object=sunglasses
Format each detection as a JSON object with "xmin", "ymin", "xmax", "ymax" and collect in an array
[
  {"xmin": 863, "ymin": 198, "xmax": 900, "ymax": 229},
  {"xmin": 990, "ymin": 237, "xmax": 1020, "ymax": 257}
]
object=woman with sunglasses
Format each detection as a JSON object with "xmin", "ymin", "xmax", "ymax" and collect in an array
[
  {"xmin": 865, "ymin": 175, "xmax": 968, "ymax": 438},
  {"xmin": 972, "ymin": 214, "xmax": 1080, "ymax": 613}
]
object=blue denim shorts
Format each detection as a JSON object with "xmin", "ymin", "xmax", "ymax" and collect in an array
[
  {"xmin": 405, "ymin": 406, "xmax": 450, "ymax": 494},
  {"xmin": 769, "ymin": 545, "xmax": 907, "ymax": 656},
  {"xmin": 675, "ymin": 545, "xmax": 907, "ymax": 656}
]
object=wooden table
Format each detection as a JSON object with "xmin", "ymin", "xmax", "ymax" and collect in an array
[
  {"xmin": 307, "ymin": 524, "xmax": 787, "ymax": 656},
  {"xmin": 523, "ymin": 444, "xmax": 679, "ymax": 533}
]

• • • • • • •

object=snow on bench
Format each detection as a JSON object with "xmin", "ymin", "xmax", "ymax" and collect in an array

• • • • • • •

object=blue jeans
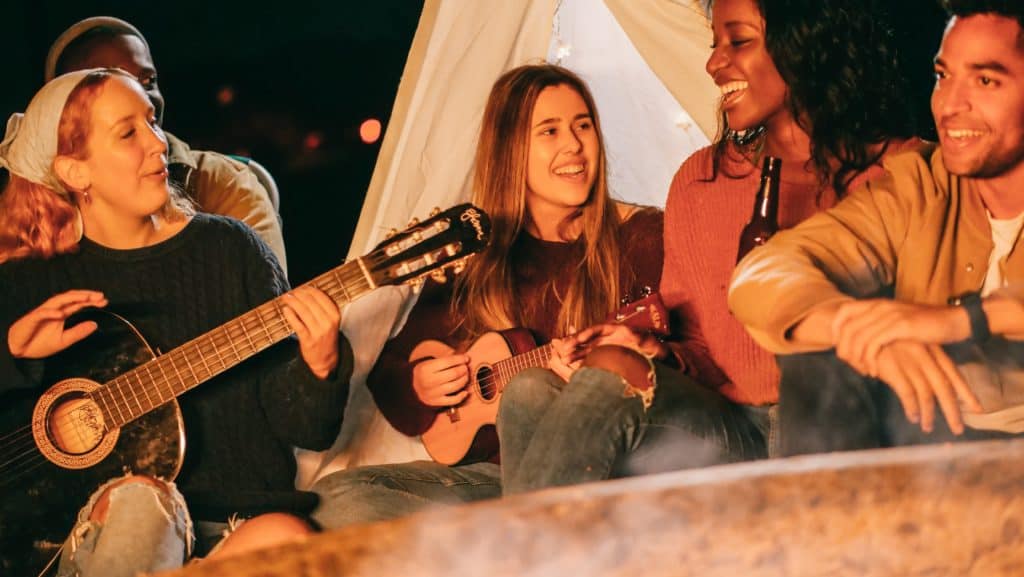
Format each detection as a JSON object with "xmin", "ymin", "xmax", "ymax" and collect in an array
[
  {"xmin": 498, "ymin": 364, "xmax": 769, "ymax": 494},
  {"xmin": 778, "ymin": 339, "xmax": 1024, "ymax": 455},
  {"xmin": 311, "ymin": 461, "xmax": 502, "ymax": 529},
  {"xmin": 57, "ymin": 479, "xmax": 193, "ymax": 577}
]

• • • • • • •

▶ **Prompt**: Report how many lines in the records above contain the word "blue", giving only the number.

▶ **Expected answer**: 2